WORK TASK: Your reply should hold only the lines from the records below where "Provide" occurs.
START TASK MATERIAL
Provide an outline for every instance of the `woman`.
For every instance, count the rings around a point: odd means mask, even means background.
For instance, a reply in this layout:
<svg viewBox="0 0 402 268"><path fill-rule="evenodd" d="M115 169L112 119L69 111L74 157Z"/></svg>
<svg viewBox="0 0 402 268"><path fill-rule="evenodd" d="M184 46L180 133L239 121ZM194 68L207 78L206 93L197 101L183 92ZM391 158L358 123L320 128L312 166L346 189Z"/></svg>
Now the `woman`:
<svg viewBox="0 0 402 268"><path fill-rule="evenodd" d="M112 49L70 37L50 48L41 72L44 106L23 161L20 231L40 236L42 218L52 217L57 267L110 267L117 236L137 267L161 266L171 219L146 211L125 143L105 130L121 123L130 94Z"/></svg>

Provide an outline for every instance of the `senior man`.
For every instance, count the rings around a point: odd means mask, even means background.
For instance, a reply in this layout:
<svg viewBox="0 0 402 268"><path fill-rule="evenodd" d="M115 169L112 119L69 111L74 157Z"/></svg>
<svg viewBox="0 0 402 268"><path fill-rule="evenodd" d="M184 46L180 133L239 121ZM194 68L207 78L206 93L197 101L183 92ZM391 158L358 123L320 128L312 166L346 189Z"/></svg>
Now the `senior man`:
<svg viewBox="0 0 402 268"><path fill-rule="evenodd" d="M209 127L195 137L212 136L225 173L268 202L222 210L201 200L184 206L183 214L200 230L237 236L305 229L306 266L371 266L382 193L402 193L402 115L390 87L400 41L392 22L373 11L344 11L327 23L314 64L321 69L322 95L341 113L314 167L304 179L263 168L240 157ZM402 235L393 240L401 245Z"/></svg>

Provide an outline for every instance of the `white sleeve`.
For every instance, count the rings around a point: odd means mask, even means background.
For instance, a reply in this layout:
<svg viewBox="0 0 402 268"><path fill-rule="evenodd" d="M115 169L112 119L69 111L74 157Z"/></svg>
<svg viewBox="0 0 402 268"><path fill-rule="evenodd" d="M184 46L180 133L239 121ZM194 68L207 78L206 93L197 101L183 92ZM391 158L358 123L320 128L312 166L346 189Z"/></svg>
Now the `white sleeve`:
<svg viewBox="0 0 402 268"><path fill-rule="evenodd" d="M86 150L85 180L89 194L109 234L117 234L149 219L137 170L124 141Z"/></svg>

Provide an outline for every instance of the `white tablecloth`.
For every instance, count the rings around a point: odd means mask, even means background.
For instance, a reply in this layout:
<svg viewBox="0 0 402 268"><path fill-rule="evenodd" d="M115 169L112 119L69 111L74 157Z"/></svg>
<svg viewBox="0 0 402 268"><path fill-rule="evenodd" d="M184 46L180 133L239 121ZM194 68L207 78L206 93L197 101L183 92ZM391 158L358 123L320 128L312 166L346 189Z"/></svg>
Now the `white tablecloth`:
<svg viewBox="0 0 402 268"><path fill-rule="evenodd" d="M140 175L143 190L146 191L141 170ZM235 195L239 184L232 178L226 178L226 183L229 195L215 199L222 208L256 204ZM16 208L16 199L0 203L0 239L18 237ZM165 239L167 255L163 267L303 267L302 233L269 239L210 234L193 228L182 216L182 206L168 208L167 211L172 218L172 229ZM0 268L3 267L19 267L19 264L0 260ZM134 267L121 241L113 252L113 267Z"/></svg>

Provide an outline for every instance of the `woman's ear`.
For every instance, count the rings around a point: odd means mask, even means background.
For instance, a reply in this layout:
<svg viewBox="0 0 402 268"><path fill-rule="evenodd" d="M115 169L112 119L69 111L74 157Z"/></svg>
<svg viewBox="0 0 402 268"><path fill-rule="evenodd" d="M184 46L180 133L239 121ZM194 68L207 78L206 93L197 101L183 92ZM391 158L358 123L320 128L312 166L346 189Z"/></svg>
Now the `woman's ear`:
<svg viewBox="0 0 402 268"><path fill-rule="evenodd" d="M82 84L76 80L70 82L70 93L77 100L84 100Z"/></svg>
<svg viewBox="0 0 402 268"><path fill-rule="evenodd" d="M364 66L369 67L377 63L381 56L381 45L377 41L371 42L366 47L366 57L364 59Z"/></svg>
END TASK MATERIAL
RESPONSE AREA:
Provide an outline for every instance of the `woman`.
Provide an outline for every instance of the `senior man`.
Provide an outline for every instance of the `white sleeve`.
Provide an outline for every instance of the `white tablecloth`.
Provide an outline for every instance of the `woman's ear`.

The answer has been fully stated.